Reproduce exactly, with no other output, every line of the data below from the line containing "of the bath" to the end, inclusive.
------ Excerpted data
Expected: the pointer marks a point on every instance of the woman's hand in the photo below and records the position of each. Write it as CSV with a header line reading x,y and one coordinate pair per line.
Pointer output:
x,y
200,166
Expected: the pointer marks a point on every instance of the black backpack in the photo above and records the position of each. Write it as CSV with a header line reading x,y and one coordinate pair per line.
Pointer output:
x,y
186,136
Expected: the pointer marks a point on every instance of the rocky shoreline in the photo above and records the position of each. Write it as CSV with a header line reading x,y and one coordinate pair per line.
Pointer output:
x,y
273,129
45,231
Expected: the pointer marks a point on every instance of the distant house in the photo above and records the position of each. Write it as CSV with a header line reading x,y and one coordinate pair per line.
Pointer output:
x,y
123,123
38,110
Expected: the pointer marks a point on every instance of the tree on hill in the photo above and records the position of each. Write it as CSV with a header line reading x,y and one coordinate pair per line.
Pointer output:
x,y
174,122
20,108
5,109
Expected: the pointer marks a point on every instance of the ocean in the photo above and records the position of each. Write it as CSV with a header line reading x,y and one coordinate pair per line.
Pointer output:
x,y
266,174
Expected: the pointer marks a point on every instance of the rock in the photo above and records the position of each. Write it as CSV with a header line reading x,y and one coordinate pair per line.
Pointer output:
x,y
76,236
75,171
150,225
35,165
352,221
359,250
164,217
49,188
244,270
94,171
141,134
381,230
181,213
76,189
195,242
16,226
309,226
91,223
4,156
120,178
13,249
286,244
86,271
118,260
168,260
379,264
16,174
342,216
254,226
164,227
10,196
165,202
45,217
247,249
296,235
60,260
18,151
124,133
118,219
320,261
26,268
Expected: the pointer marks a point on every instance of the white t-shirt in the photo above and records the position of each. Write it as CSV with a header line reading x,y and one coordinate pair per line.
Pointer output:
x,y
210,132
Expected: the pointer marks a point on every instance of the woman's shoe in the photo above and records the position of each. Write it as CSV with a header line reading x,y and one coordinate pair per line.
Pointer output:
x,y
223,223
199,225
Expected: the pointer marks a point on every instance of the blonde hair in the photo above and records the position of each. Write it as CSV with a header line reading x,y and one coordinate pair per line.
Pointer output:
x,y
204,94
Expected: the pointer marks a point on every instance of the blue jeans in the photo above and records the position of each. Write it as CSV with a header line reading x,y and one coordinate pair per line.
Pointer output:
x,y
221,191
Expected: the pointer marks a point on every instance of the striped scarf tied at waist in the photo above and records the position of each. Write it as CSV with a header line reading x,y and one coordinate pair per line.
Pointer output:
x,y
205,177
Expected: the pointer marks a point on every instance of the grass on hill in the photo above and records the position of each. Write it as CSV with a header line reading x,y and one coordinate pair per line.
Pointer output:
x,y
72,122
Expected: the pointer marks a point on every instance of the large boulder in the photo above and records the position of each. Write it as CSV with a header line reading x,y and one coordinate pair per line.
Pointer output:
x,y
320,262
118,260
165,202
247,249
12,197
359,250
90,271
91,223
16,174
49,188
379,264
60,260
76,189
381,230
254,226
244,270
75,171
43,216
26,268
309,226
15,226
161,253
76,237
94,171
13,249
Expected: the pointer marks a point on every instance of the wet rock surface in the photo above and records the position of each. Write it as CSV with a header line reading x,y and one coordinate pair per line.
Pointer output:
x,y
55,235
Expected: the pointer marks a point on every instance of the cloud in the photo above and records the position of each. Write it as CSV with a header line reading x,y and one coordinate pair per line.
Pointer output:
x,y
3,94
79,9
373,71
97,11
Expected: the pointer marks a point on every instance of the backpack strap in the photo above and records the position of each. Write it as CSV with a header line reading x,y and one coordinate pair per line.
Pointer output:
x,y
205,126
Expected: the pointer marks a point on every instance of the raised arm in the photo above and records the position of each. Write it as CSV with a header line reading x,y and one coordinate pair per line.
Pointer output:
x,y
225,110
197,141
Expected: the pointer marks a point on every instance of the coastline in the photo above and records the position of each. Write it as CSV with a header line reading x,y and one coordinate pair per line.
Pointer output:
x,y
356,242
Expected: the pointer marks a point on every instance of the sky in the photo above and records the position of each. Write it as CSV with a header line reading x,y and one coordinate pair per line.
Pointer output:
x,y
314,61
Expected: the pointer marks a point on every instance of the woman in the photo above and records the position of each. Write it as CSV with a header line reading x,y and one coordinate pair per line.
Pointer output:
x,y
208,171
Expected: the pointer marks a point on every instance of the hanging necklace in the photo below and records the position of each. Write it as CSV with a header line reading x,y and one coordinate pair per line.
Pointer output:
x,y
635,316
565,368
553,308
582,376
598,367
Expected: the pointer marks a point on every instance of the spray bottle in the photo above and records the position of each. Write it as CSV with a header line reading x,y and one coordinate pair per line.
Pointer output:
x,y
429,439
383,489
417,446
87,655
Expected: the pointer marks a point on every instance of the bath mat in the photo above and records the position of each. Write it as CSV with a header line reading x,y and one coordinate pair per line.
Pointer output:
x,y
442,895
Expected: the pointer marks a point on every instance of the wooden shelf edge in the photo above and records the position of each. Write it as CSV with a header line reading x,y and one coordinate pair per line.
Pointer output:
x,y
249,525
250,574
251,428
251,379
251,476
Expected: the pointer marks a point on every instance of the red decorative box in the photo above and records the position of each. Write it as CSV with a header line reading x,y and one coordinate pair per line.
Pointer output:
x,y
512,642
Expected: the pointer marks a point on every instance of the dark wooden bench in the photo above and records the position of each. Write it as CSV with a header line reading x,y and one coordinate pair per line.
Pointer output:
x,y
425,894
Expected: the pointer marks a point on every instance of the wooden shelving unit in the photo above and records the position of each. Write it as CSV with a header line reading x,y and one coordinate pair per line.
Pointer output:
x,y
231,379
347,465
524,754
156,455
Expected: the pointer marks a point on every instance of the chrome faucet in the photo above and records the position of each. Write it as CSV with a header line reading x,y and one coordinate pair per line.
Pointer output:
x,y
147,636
------------
### Written answer
Expected: the pointer marks a point on every instance of the bath mat in the photo above and records the position of each. Write it as CSV with a header line reading x,y and one coordinate pair per line.
Pointer output:
x,y
442,895
Expected: the pointer marks a point on every instance of the wooden shelf edge in the photo above and records the position of each. Write it as CSV with a header line reading x,y and one coordinate pair per line.
Pointer output:
x,y
249,525
250,574
251,428
251,379
251,476
Expected: the pointer marks a point on every instance of the red decorative box in the photo above and records the position of each. Write it as CSV with a header line reading x,y and one coordinate pair per line.
Pointer output:
x,y
512,642
Expected: the pointer marks a point on every instance of the dark wooden bench in the photo above and records the position of each. Write it as CSV with a header line reading x,y and one coordinate pair per line.
Pointer output:
x,y
425,894
Expected: the pointer marks a point on every instance of the wooden shelving unit in the photo above and records the position of each. Write it as CSV with a header line reading x,y and one coordinate pair per line.
Pointer output:
x,y
231,379
347,465
524,754
156,455
Expected: the pointer marks a point on every instance of the chrome faucet in the photo above and records the position of each. Write it as CSV with a header line reading x,y and one coordinate pair per line.
Pointer output:
x,y
147,636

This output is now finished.